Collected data
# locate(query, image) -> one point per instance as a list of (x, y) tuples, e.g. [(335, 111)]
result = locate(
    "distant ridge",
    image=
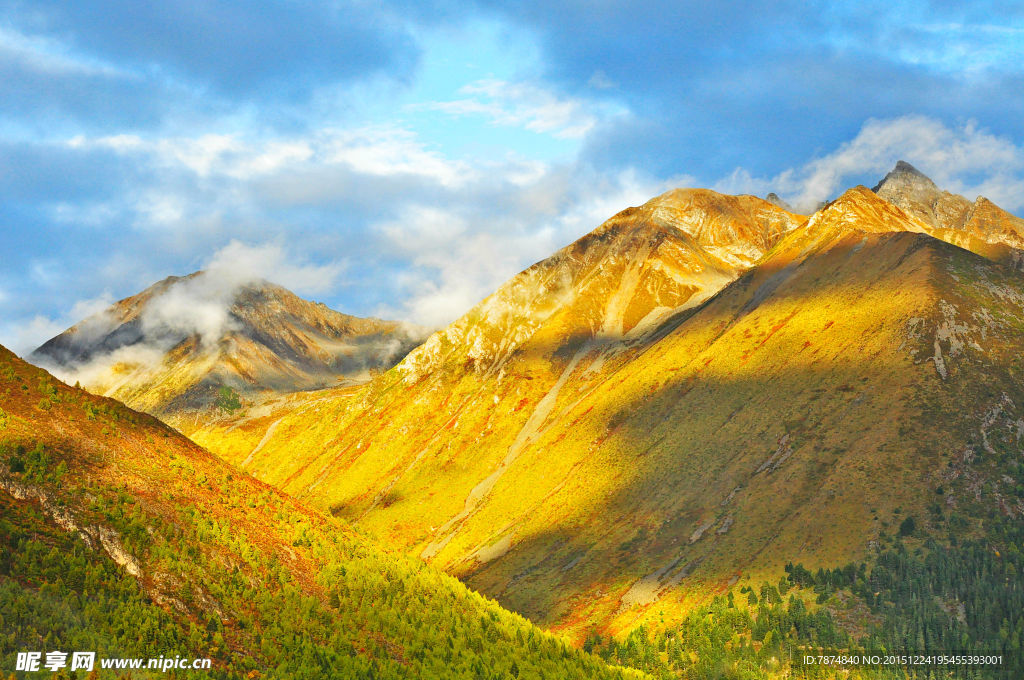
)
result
[(171, 349)]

#### The exercise
Transcribe every entry word for word, but skip the pictures.

#### Output for this task
# locate(query, image) -> one point per instance as a list of (x, y) tuples, e.g. [(335, 111)]
result = locate(
    "distant ridge",
    image=
)
result
[(171, 349)]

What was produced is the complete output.